* PROBLEMS TO WORK ON:
[A] List every person named in the article about Mitt Romney and Bain Capital.
[B] Pick up the article on Mitt Romney's years at Bain Capital after its final sentence and keep writing.

* ARTICLE:
With mounting frustration over their inability to stop the slow and steady march of Mitt Romney to the Republican nomination he has sought for so long, the putatively conservative candidates have happened upon a most un-conservative weapon to use against him: class warfare.
Mike Huckabee actually blazed this trail four years ago when he accurately pointed out that Romney “looks like the guy who laid you off.” There are, indeed, quite a lot of people around who feel that Romney laid them off; the Democratic party is gleefully squiring one of them around everywhere Romney goes to spread the bad word to eager reporters.
In an election where the #1 issue will almost certainly be the desperate need for jobs, being painted as a job destroyer is a potentially fatal blow. Or is it?
That depends entirely on what voters see Romney's job as being - at Bain Capital, and in the Oval Office.
First, let's talk about what Mitt Romney's job actually was when he made a fortune at Bain Capital - that is, what venture capitalists and corporate raiders actually try to do.
It's a sad fact that America is full of old companies with a storied and successful past but a rather dicey-looking present. Many of these companies, publicly-traded or privately-held, are led by executives who've worked there for many years. As a long-time employee, it's easy to get caught up in memories of what the company has been, even if the traditional business plan is simply not working anymore.
This doesn't necessarily mean that all aspects of the company are doomed. Consider the famous example of Apple Computer, which ten years ago was a legendary but not terribly successful computer company. Today, thanks to the brilliant leadership of Steve Jobs, it's more of an entertainment company, making money hand over fist, and employing far more people than it did before. To reach this point, however, Apple Computer had to give up being Apple Computer; now it's just Apple, and far better for it.
The purpose of private-equity takeovers and corporate raiders like Bain Capital is to find a company where a promising and potentially profitable business is trapped in the collapsing husk of former glories, take it over, and free the successful company from the husk.

* RECORDED DATA:
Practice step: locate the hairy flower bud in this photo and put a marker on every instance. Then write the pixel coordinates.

* OUTPUTS FOR THE TASKS:
[A] Mitt Romney, Mike Huckabee, Steve Jobs

[B]
Does this always work? Of course not; that's why it's risky and only very rich people invest in having a go. When it works, though, it can be extremely profitable, and the gains are enough to make up for quite a few failures.
The one common element to this perfectly legal and legitimate business strategy is that there are always job losses - and when you think about it, how could there not be? If the target company was successful and profitable already, covering the costs of the employees it already had, it wouldn't be a target for Bain Capital in the first place.
What's more, by definition, at a company that's losing money, all the jobs are doomed unless something changes. Unlike the government, no company can borrow more money forever. Sooner or later it has to become profitable or the banks will pull the plug, the company will shut down, everything will be liquidated, and every last worker will be out on the street.
Bain's goal was to get rid of the money-losing operations while preserving and growing the profitable ones. If you happened to have a job in the money-losing part, then yes, a pink slip was headed your way, with or without Mitt Romney or Bain Capital.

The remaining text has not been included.